THE PROBLEM –
Search the records that follow and extract every line containing the string "white".

[Dataset items]

......

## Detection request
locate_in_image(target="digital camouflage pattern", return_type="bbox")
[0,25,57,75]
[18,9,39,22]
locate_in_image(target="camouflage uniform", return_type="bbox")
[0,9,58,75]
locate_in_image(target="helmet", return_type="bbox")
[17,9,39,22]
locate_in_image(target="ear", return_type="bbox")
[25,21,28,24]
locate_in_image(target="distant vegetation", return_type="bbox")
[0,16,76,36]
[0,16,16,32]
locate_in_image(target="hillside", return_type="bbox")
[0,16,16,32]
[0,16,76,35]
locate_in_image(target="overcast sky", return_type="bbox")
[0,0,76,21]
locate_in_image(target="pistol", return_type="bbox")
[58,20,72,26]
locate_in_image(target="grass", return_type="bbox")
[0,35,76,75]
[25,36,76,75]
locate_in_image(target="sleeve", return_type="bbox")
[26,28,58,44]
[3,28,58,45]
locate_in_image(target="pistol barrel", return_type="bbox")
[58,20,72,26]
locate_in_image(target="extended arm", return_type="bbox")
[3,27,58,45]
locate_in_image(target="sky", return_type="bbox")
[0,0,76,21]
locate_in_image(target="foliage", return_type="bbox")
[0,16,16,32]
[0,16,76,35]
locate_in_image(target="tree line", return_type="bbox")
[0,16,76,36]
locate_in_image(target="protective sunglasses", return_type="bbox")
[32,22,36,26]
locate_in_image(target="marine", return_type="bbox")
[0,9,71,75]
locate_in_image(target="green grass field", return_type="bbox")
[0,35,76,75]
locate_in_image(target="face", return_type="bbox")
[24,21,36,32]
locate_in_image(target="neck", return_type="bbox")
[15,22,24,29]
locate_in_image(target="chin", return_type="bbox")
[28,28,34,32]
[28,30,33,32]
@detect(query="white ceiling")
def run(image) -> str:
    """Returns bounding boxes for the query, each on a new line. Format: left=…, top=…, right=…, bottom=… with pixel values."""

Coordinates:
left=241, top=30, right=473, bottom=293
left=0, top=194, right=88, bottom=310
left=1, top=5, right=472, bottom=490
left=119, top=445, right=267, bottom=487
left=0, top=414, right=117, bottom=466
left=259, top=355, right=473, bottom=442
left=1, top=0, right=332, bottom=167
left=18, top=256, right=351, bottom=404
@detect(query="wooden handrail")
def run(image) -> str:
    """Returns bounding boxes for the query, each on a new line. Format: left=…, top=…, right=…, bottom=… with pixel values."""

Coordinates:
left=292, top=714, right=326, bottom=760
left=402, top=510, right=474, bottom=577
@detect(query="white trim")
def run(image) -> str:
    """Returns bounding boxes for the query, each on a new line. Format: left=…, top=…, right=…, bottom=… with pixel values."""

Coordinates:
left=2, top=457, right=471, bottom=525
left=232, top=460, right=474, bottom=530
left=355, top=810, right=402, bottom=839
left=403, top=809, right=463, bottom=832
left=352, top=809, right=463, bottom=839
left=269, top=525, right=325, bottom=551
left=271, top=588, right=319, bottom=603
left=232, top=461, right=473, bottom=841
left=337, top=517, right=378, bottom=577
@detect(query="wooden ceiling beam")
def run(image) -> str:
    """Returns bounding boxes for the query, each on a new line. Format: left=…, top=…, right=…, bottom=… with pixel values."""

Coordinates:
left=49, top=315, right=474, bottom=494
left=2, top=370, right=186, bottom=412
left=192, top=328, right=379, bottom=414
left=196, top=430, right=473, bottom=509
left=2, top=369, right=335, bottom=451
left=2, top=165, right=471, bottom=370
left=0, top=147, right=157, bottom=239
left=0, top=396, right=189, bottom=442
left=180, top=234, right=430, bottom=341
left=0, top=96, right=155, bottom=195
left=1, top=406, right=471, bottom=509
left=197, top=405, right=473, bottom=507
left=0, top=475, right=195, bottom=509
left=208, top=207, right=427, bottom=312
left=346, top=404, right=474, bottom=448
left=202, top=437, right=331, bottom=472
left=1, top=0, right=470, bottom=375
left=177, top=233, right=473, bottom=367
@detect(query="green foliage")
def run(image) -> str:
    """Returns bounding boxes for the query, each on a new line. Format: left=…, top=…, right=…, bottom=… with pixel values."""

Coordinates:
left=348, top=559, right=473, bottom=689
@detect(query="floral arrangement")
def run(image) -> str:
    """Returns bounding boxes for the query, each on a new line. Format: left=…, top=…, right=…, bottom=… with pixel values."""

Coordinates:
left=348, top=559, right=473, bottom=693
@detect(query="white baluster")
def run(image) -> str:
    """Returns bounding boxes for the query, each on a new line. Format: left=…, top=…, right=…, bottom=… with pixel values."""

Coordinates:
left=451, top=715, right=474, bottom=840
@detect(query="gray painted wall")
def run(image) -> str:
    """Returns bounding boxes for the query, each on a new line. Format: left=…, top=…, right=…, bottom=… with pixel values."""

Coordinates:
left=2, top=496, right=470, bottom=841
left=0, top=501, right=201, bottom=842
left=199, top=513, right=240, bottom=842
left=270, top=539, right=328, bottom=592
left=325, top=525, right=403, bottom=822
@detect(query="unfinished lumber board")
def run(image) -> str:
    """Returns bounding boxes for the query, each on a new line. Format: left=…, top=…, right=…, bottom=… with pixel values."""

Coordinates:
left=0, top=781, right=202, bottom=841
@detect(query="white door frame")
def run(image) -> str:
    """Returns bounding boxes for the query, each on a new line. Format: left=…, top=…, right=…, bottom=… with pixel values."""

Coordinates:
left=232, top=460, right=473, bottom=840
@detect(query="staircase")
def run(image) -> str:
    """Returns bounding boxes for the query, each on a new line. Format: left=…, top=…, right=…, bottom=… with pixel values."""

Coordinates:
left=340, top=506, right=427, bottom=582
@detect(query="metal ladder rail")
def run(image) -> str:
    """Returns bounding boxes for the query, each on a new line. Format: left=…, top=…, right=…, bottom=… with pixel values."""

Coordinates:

......

SOLUTION TO THIS TASK –
@detect(query="white ceiling")
@detect(query="white trim")
@detect(query="white baluster")
@detect(query="white door frame")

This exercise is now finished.